• Quoted passage
┌────────

I'm so excited for my friend to have found some FortKnox family members!!!
I can't wait to let her know 
Thanks!!!


----------



## Our first puppy (Apr 15, 2011)

I know it's been a while since this thread started but we are getting our pup from Fort Knox in about 3 weeks! We're super excited and would love to hear about your experiences with a Fort Knox pup!


----------



## Jersey Girl (Apr 17, 2011)

*New Puppy*

It sounds like we are getting a puppy from the same litter you are! Pick up date May 7th! Keep in touch!


----------



## Our first puppy (Apr 15, 2011)

Jersey Girl, that's so neat! It's great to meet someone else who's getting a puppy from the same litter as our little girl. I don't know about you, but the countdown is certainly on in our house! We're likely picking up on the 8th due to our work schedule. Are you getting one of the girls or the one boy? Maybe sometime this summer we can get together for a little play date for the siblings!


----------



## Jersey Girl (Apr 17, 2011)

Hello again! We are picking up our little girl on Saturday May 7th at 10:30 a.m. The countdown is on here as well. It would be great to keep in touch with the puppies. We live in Kitchener, where do you live?


----------



## PrincessDi (Jun 8, 2009)

└────────

• Data supplied
┌────────

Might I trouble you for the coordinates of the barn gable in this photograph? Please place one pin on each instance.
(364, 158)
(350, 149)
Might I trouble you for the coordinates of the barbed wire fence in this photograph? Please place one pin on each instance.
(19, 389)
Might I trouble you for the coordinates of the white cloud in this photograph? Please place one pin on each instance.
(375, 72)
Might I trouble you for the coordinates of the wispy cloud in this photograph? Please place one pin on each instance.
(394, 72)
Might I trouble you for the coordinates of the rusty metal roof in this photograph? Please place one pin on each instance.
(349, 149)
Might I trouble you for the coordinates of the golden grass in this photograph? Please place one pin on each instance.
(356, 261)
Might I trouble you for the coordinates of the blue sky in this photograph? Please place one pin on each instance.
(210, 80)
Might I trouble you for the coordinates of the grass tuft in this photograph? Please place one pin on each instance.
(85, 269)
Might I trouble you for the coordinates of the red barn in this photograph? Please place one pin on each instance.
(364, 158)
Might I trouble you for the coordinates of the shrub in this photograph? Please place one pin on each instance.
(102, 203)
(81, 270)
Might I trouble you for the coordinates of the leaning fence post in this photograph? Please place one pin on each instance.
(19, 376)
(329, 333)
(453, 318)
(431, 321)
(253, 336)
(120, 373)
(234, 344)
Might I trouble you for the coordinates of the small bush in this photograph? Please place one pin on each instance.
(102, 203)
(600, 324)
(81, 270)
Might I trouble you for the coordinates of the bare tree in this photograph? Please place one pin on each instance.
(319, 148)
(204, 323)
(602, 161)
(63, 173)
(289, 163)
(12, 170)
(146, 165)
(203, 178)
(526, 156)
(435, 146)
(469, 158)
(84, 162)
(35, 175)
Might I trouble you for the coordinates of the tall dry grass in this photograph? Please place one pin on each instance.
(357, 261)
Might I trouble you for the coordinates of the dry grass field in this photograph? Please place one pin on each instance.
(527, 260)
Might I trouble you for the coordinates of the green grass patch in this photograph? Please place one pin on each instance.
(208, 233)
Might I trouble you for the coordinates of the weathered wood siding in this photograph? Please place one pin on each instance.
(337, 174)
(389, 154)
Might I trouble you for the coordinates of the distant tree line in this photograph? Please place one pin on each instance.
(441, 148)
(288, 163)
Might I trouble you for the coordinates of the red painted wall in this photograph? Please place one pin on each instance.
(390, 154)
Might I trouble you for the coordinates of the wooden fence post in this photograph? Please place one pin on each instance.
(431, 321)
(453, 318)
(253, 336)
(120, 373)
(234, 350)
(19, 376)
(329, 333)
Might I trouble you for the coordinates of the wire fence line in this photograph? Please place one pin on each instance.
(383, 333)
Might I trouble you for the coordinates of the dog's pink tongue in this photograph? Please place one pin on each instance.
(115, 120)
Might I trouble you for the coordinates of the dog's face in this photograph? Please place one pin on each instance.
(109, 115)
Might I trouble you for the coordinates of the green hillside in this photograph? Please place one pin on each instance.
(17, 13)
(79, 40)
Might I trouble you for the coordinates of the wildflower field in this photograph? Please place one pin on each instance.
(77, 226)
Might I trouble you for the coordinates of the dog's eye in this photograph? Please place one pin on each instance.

└────────

• Given problem 1
Answer these questions about the puppy thread.
(a) On what day and at what time will Jersey Girl pick up her puppy?
(b) Which day will the poster Our first puppy likely pick up, and why?
(c) In what city does Jersey Girl live?
• Given problem 2
Write out a passage from the puppy thread word for word, starting at the words "Jersey Girl, that's" and stopping after "for the siblings!".
• Given problem 3
Translate this sentence from the puppy thread into Spanish: "It sounds like we are getting a puppy from the same litter you are!"
Use only the puppy thread to respond.

• Task response 1
(a) Saturday, May 7th, at 10:30 a.m.
(b) The 8th, because of the family's work schedule.
(c) Kitchener.

• Task response 2
Jersey Girl, that's so neat! It's great to meet someone else who's getting a puppy from the same litter as our little girl. I don't know about you, but the countdown is certainly on in our house! We're likely picking up on the 8th due to our work schedule. Are you getting one of the girls or the one boy? Maybe sometime this summer we can get together for a little play date for the siblings!

• Task response 3
¡Parece que vamos a recibir un cachorro de la misma camada que ustedes!